▶ **WHAT IS REQUIRED**
Can you quote the lines below exactly, starting at the line with "segment <item>neighboring two-story" and going through the last one?

━━━━━ MATERIAL PROVIDED

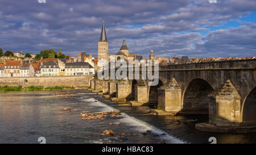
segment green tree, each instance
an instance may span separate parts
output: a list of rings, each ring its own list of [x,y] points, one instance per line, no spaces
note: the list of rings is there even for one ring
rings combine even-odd
[[[35,59],[36,60],[39,60],[41,59],[41,55],[36,54],[36,56],[35,57]]]
[[[25,57],[32,57],[30,53],[26,53]]]
[[[2,57],[3,55],[3,49],[2,49],[2,48],[0,48],[0,57]]]
[[[64,58],[66,57],[66,56],[62,53],[61,48],[60,48],[60,51],[59,52],[57,57],[59,58]]]
[[[3,56],[6,57],[14,57],[14,55],[13,54],[13,52],[10,51],[6,51],[3,54]]]
[[[43,58],[57,58],[57,53],[53,49],[45,49],[40,52]]]

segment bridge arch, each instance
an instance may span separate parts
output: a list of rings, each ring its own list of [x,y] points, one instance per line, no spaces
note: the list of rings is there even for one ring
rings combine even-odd
[[[127,97],[126,100],[134,100],[135,96],[135,85],[137,84],[138,81],[136,79],[132,79],[130,81],[130,94]]]
[[[242,123],[256,125],[256,87],[246,96],[242,107]]]
[[[148,86],[148,103],[158,103],[158,89],[163,85],[163,82],[159,79],[158,84],[156,86]]]
[[[208,95],[214,91],[212,86],[205,79],[195,78],[189,82],[183,95],[183,111],[192,111],[196,114],[209,114]]]

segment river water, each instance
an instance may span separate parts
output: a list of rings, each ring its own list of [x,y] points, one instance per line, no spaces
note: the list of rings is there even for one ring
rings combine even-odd
[[[68,97],[65,94],[75,94]],[[84,99],[84,97],[89,97]],[[73,112],[62,111],[64,108]],[[198,131],[195,124],[206,115],[158,116],[151,107],[117,104],[85,90],[0,93],[0,143],[256,143],[256,133],[220,133]],[[119,110],[119,118],[81,120],[83,111]],[[119,122],[119,125],[109,123]],[[115,135],[101,136],[105,129]],[[147,132],[147,131],[151,132]],[[120,133],[125,136],[118,136]]]

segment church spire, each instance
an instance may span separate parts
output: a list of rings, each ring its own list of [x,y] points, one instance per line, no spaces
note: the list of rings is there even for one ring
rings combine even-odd
[[[107,41],[106,35],[106,30],[105,30],[105,23],[104,20],[103,21],[102,28],[101,29],[101,38],[100,39],[99,41]]]
[[[121,51],[121,50],[129,50],[128,47],[126,45],[126,41],[125,40],[125,37],[123,37],[123,44],[122,45],[122,47],[120,48],[119,51]]]

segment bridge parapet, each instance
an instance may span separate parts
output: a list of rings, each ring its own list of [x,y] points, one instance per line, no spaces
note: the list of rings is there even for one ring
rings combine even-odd
[[[206,62],[174,64],[160,66],[160,70],[170,69],[255,69],[256,59],[236,60],[229,61],[210,61]]]

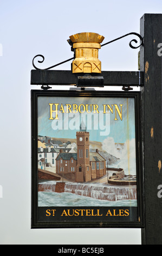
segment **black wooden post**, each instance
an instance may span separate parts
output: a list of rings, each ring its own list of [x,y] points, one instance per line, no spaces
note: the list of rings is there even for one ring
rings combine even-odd
[[[162,14],[146,14],[141,17],[140,34],[144,38],[144,47],[140,48],[140,71],[144,72],[141,89],[145,215],[143,245],[162,244],[160,193],[158,196],[158,187],[162,184],[161,33]]]

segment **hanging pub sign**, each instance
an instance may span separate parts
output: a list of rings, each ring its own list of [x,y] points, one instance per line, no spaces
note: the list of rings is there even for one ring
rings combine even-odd
[[[32,225],[142,225],[139,92],[31,90]]]

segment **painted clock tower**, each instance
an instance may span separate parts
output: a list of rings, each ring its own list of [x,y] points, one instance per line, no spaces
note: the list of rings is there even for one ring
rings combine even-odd
[[[91,180],[89,162],[89,133],[86,131],[83,123],[80,125],[80,131],[76,132],[77,166],[76,181],[88,182]]]

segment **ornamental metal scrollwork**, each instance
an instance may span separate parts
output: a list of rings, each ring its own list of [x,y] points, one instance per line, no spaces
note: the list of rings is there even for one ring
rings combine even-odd
[[[34,64],[34,60],[36,58],[38,57],[41,57],[41,58],[42,58],[43,60],[38,60],[38,62],[39,63],[42,63],[44,60],[44,57],[42,55],[42,54],[37,54],[36,55],[36,56],[35,56],[35,57],[34,57],[33,59],[33,61],[32,61],[32,64],[33,64],[33,66],[34,66],[34,68],[35,68],[35,69],[37,69],[37,70],[47,70],[48,69],[52,69],[53,68],[55,68],[55,66],[59,66],[59,65],[61,65],[63,63],[65,63],[66,62],[69,62],[70,60],[72,60],[72,59],[74,59],[74,57],[73,58],[71,58],[70,59],[67,59],[66,60],[64,60],[63,62],[60,62],[60,63],[58,63],[57,64],[55,64],[55,65],[54,65],[53,66],[50,66],[49,68],[47,68],[46,69],[39,69],[38,68],[37,68],[35,65]]]
[[[105,45],[108,45],[108,44],[111,44],[112,42],[113,42],[115,41],[117,41],[118,40],[121,39],[122,38],[124,38],[126,36],[128,36],[128,35],[137,35],[140,39],[140,40],[141,41],[141,43],[140,44],[140,45],[138,45],[138,46],[135,47],[135,46],[133,46],[133,45],[132,45],[132,42],[134,42],[135,44],[137,44],[138,41],[136,39],[132,39],[129,42],[129,45],[131,48],[132,48],[132,49],[137,49],[138,48],[140,47],[141,45],[144,45],[143,38],[142,38],[142,36],[139,34],[138,34],[137,33],[131,32],[131,33],[129,33],[128,34],[126,34],[125,35],[122,35],[122,36],[120,36],[120,38],[116,38],[116,39],[114,39],[114,40],[113,40],[112,41],[110,41],[108,42],[106,42],[105,44],[103,44],[103,45],[101,45],[101,47],[105,46]]]
[[[135,32],[131,32],[131,33],[129,33],[128,34],[126,34],[126,35],[122,35],[122,36],[120,36],[119,38],[116,38],[115,39],[114,39],[112,41],[109,41],[109,42],[106,42],[105,44],[103,44],[102,45],[101,45],[101,47],[102,47],[102,46],[105,46],[105,45],[107,45],[109,44],[111,44],[115,41],[117,41],[118,40],[120,40],[120,39],[121,39],[122,38],[124,38],[126,36],[128,36],[128,35],[136,35],[137,36],[138,36],[140,40],[140,44],[139,44],[139,45],[137,46],[134,46],[133,45],[132,45],[132,42],[135,42],[135,44],[137,44],[138,43],[138,41],[136,40],[136,39],[132,39],[129,43],[129,45],[130,46],[131,48],[132,48],[132,49],[137,49],[138,48],[140,47],[141,45],[144,45],[144,41],[143,41],[143,38],[142,38],[142,36],[138,33],[135,33]],[[69,43],[69,42],[68,42]],[[70,44],[70,43],[69,43]],[[72,44],[73,45],[73,44]],[[73,45],[72,45],[72,50],[73,50]],[[74,53],[75,54],[75,53]],[[54,65],[53,66],[50,66],[49,68],[47,68],[46,69],[40,69],[37,67],[36,67],[35,66],[35,65],[34,64],[34,60],[37,57],[40,57],[41,58],[42,58],[42,60],[38,60],[38,62],[39,63],[42,63],[44,60],[44,57],[42,55],[42,54],[37,54],[36,55],[36,56],[35,56],[33,59],[33,62],[32,62],[32,64],[33,64],[33,66],[37,70],[49,70],[49,69],[51,69],[53,68],[55,68],[57,66],[59,66],[59,65],[61,65],[63,63],[65,63],[66,62],[69,62],[70,60],[72,60],[73,59],[74,59],[75,58],[75,57],[73,57],[73,58],[70,58],[70,59],[67,59],[66,60],[64,60],[63,62],[60,62],[60,63],[58,63],[57,64],[55,64],[55,65]]]

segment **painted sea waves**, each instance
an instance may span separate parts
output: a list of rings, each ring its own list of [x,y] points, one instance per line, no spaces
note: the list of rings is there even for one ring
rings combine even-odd
[[[38,184],[38,206],[137,206],[136,186],[66,182],[61,193],[55,186],[51,181]]]

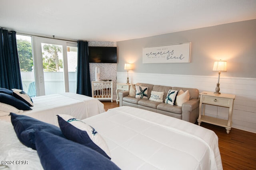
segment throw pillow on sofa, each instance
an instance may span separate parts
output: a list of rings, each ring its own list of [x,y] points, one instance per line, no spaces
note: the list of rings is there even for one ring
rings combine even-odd
[[[169,90],[167,93],[166,97],[165,98],[165,103],[170,104],[171,105],[173,105],[175,102],[178,92],[178,90]]]
[[[159,92],[152,91],[149,100],[155,102],[163,102],[163,97],[164,92]]]
[[[140,98],[141,99],[147,99],[148,98],[148,87],[136,86],[136,96],[135,98]]]
[[[129,92],[129,96],[131,97],[135,97],[136,96],[136,89],[135,86],[134,84],[131,84],[130,88],[130,92]]]
[[[183,103],[189,100],[190,98],[190,96],[188,90],[187,90],[184,92],[183,90],[181,90],[178,93],[176,97],[175,105],[182,106]]]

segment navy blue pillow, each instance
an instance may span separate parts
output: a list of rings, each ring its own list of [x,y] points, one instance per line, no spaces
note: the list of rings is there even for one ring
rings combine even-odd
[[[88,147],[46,132],[36,131],[35,142],[45,170],[120,170],[114,162]]]
[[[25,115],[11,113],[11,120],[18,139],[27,147],[36,150],[35,132],[36,129],[65,138],[59,127]]]
[[[4,93],[9,95],[12,95],[12,90],[4,88],[0,88],[0,93]]]
[[[19,110],[31,110],[30,107],[24,102],[17,99],[13,96],[0,93],[0,102],[12,106]]]
[[[88,135],[87,132],[82,130],[75,127],[70,123],[65,120],[62,117],[60,116],[60,115],[57,115],[57,116],[60,130],[68,139],[80,143],[86,147],[89,147],[102,154],[106,158],[109,159],[111,159],[111,158],[108,155],[107,153],[103,150],[104,148],[102,149],[92,141]],[[86,125],[89,127],[90,126],[88,125]],[[94,131],[95,129],[94,130]],[[95,132],[98,133],[97,132]],[[98,135],[98,134],[97,135]],[[99,137],[98,139],[100,139],[100,137],[98,136],[98,137]],[[102,139],[102,140],[103,139]],[[102,142],[104,142],[105,141]],[[103,144],[103,142],[101,143]],[[107,147],[107,145],[106,146]],[[105,149],[108,150],[108,147],[107,149],[105,148]]]

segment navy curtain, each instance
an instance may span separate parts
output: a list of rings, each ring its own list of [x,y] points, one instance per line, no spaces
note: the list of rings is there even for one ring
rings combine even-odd
[[[16,32],[0,29],[0,87],[23,90]]]
[[[92,97],[88,42],[78,41],[76,93]]]

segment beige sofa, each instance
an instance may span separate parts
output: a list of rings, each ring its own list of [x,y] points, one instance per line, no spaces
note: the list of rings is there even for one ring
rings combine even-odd
[[[148,87],[148,98],[150,96],[152,91],[164,92],[163,102],[156,102],[148,99],[136,98],[129,95],[130,91],[125,91],[120,92],[118,94],[120,106],[127,106],[140,108],[181,119],[193,123],[196,122],[198,117],[200,100],[200,98],[198,98],[199,92],[198,89],[154,85],[145,83],[137,83],[136,85]],[[131,88],[132,88],[132,87]],[[181,106],[165,103],[166,95],[170,89],[178,91],[182,90],[184,92],[188,90],[190,96],[189,100],[184,103]]]

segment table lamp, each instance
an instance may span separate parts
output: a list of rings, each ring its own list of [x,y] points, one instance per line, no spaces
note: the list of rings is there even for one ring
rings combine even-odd
[[[219,92],[220,83],[219,83],[220,82],[220,72],[226,72],[227,71],[227,62],[221,60],[214,61],[212,71],[218,71],[218,83],[217,83],[217,86],[215,88],[215,92],[214,92],[214,94],[220,94]]]

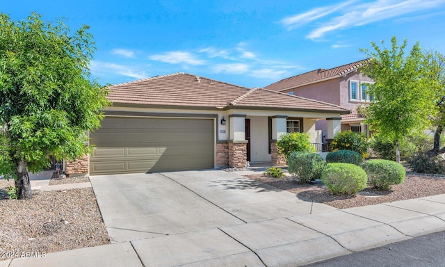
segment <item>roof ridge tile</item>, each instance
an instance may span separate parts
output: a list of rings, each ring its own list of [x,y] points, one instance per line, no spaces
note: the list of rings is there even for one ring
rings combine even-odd
[[[252,89],[250,89],[248,91],[247,91],[246,92],[245,92],[244,94],[240,95],[239,97],[236,97],[236,99],[234,99],[233,101],[227,103],[227,106],[234,106],[236,105],[236,103],[239,102],[240,101],[243,100],[243,99],[245,98],[248,95],[252,94],[252,92],[254,92],[254,91],[256,91],[257,90],[258,90],[259,88],[257,87],[254,87]]]
[[[113,87],[120,86],[127,86],[127,85],[129,85],[129,84],[140,83],[141,81],[154,80],[154,79],[156,79],[168,77],[169,76],[180,75],[180,74],[184,74],[184,72],[175,72],[175,73],[171,73],[170,74],[156,75],[156,76],[154,76],[149,77],[149,78],[144,78],[144,79],[140,79],[138,80],[127,81],[127,83],[113,84],[113,85],[110,86],[109,88],[113,88]]]
[[[316,102],[316,103],[324,104],[326,104],[326,105],[329,105],[329,106],[334,106],[334,107],[336,107],[336,108],[340,108],[344,109],[346,111],[348,111],[348,109],[345,108],[343,106],[338,106],[338,105],[336,105],[336,104],[332,104],[332,103],[324,102],[323,101],[312,99],[311,98],[303,97],[300,97],[300,96],[298,96],[298,95],[289,95],[289,94],[287,94],[287,93],[285,93],[285,92],[273,91],[272,90],[266,89],[266,88],[259,88],[259,89],[264,90],[265,91],[268,91],[268,92],[271,92],[277,93],[277,94],[289,95],[289,97],[297,97],[297,98],[300,99],[309,100],[309,101],[312,101],[312,102]]]

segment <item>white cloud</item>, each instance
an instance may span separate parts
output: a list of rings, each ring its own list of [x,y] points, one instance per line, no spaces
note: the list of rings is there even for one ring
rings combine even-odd
[[[285,17],[281,22],[291,30],[327,17],[307,38],[316,39],[333,31],[349,29],[395,18],[414,13],[434,10],[445,0],[375,0],[364,3],[346,1],[335,6],[316,8],[306,13]],[[314,22],[312,22],[314,24]]]
[[[92,60],[90,61],[90,68],[91,72],[95,75],[112,72],[138,79],[148,77],[145,71],[135,70],[134,66],[126,66],[108,62]]]
[[[163,54],[150,56],[153,60],[165,62],[170,64],[186,63],[189,65],[204,65],[205,61],[197,59],[189,52],[172,51]]]
[[[331,45],[331,48],[333,49],[337,49],[337,48],[345,48],[345,47],[350,47],[351,45],[350,44],[332,44]]]
[[[125,58],[136,58],[134,52],[127,49],[115,49],[111,50],[111,54],[113,55],[122,56]]]
[[[249,76],[256,78],[266,79],[269,80],[280,80],[287,74],[285,70],[278,70],[270,68],[254,70],[249,73]]]
[[[222,58],[229,59],[229,53],[226,49],[218,49],[215,47],[207,47],[198,50],[200,53],[206,53],[210,58]]]
[[[241,54],[241,57],[245,58],[254,58],[255,54],[249,51],[243,51],[243,54]]]
[[[284,26],[287,28],[288,30],[291,30],[300,26],[307,24],[314,20],[332,14],[346,6],[352,4],[354,1],[348,1],[346,2],[340,3],[337,5],[314,8],[302,14],[285,17],[282,19],[281,22]]]
[[[247,72],[249,66],[243,63],[217,64],[213,67],[213,71],[216,73],[225,72],[241,74]]]

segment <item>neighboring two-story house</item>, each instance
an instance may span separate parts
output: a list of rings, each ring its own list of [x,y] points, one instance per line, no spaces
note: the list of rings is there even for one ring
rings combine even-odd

━━━━━━━━━━

▶ **ANSWER IN FULL**
segment <item>neighboring two-story house</item>, each instance
an instance may span separate parts
output: a list of rings, each ring its own list of [x,y] points, one instance per line, no spaces
note: the list of rings is there even for one ring
rings combine even-odd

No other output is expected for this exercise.